Stored data entries:
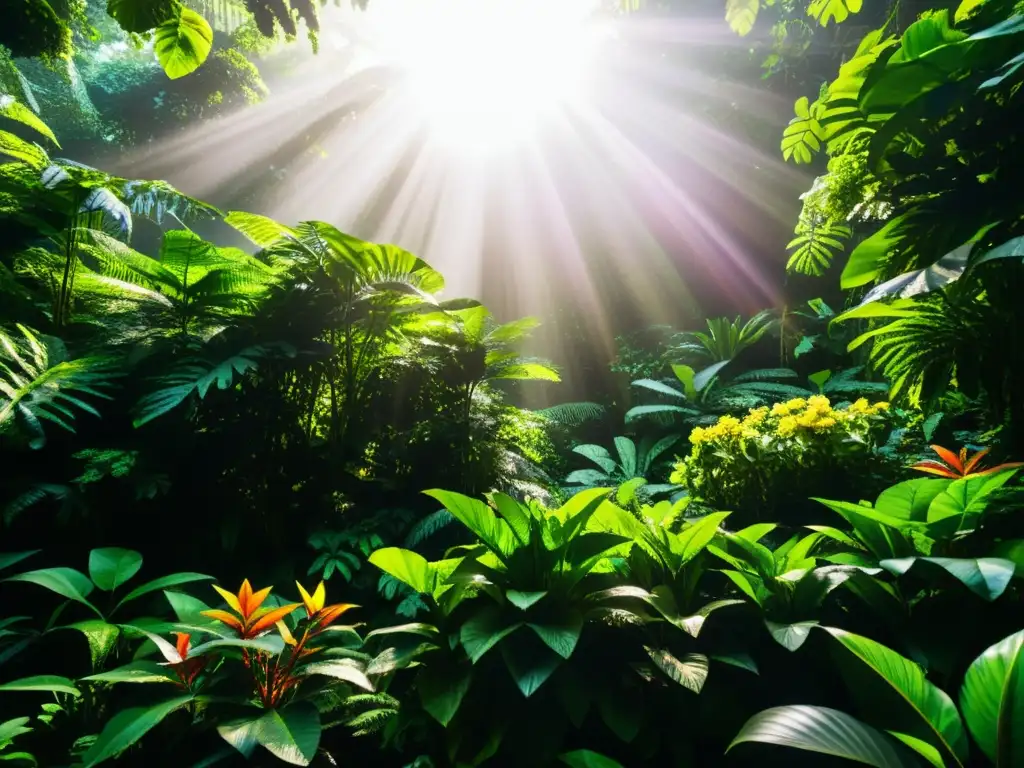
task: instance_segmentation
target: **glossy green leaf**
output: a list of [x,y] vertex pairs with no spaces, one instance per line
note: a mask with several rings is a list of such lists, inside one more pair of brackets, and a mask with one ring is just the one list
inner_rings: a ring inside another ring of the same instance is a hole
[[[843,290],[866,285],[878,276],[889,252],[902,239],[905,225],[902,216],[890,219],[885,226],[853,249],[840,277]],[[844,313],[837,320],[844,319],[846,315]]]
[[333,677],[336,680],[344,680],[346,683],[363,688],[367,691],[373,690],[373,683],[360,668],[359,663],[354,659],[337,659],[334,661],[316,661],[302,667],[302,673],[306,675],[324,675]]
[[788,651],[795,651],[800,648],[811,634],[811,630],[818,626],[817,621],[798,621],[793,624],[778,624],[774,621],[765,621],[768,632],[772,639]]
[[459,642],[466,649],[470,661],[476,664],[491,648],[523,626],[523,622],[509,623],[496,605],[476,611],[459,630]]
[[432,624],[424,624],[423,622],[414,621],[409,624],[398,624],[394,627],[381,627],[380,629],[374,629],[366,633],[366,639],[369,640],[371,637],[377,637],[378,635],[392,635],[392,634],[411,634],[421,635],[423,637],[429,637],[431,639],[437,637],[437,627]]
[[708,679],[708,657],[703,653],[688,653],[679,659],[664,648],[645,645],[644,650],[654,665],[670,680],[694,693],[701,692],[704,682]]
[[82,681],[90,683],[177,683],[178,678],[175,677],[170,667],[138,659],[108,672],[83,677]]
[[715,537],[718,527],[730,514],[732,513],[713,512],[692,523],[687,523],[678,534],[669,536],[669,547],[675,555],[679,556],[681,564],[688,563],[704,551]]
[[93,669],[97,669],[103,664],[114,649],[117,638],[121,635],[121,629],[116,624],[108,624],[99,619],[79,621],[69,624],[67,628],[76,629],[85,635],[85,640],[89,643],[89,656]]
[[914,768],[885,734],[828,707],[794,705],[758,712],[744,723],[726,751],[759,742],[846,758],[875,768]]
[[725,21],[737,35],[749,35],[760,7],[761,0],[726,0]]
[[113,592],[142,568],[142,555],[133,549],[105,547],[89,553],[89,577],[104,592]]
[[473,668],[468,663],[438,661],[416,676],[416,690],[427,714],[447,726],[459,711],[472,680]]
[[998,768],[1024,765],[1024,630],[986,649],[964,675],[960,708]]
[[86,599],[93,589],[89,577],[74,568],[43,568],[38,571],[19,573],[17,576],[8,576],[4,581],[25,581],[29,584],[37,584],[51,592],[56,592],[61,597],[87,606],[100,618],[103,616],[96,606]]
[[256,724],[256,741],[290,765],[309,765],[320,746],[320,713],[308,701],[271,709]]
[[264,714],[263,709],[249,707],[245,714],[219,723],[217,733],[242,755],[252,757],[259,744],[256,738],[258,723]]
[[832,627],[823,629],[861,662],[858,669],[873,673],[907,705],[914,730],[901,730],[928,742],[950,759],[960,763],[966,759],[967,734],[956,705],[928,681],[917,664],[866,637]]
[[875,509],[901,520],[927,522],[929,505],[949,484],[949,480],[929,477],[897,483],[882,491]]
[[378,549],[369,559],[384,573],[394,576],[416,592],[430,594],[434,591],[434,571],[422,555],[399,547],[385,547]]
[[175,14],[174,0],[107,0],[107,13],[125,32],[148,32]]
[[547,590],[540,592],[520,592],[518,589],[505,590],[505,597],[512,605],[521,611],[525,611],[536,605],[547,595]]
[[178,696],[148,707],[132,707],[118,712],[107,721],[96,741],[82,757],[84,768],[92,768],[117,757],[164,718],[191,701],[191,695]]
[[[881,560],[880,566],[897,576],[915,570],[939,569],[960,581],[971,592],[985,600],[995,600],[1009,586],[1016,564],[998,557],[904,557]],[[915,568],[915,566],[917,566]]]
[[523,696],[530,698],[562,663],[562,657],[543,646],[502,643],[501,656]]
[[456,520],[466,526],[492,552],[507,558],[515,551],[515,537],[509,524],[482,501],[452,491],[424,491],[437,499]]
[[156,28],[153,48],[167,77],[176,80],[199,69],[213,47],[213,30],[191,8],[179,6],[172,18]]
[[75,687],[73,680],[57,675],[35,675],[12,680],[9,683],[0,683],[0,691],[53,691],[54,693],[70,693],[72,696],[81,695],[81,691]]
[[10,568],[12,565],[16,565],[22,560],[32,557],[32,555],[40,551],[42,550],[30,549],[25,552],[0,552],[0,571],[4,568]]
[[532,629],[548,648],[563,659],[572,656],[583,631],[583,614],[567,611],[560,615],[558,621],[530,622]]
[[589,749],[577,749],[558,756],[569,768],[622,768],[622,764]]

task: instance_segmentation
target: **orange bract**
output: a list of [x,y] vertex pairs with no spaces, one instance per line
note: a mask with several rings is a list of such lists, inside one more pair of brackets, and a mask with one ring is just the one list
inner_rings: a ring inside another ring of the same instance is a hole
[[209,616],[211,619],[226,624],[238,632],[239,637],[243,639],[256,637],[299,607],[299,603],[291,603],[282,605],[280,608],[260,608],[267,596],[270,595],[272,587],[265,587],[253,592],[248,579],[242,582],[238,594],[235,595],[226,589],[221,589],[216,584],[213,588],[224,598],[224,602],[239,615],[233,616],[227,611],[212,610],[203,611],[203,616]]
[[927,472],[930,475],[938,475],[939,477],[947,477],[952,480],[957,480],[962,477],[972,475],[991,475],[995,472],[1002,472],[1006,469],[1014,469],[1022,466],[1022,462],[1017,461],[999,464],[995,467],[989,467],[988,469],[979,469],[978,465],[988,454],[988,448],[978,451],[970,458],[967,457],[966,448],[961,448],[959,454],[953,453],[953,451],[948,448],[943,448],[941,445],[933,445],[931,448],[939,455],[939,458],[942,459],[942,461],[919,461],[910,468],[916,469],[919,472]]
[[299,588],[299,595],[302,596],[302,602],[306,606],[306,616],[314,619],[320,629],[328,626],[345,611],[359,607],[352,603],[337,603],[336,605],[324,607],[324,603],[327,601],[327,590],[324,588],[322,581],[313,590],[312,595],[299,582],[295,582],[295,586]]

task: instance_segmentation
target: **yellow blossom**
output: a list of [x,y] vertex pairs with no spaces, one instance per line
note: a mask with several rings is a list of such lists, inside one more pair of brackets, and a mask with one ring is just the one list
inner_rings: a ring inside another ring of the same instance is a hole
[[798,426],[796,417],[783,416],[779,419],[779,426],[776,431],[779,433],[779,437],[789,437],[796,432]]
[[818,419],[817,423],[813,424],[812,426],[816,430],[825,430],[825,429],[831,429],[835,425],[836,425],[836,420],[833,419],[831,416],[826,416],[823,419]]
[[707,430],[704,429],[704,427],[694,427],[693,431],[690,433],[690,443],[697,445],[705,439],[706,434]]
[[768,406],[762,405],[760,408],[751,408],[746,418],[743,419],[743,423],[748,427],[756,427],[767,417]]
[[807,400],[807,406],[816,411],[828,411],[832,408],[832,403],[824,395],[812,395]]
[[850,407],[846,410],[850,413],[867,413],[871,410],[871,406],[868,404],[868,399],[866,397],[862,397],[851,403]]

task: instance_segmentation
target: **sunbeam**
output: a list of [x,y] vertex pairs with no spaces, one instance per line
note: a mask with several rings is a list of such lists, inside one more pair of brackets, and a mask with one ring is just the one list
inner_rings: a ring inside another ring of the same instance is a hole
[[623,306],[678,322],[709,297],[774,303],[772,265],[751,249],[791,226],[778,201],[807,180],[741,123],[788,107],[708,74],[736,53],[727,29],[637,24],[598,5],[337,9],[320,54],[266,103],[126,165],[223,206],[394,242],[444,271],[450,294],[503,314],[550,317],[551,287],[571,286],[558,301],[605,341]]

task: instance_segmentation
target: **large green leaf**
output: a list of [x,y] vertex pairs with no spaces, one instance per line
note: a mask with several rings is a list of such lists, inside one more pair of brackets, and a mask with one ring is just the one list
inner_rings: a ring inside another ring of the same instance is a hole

REQUIRED ACTION:
What is needed is each line of the entries that contains the word "green".

FINAL ANSWER:
target: **glossy green leaf**
target: **large green leaf**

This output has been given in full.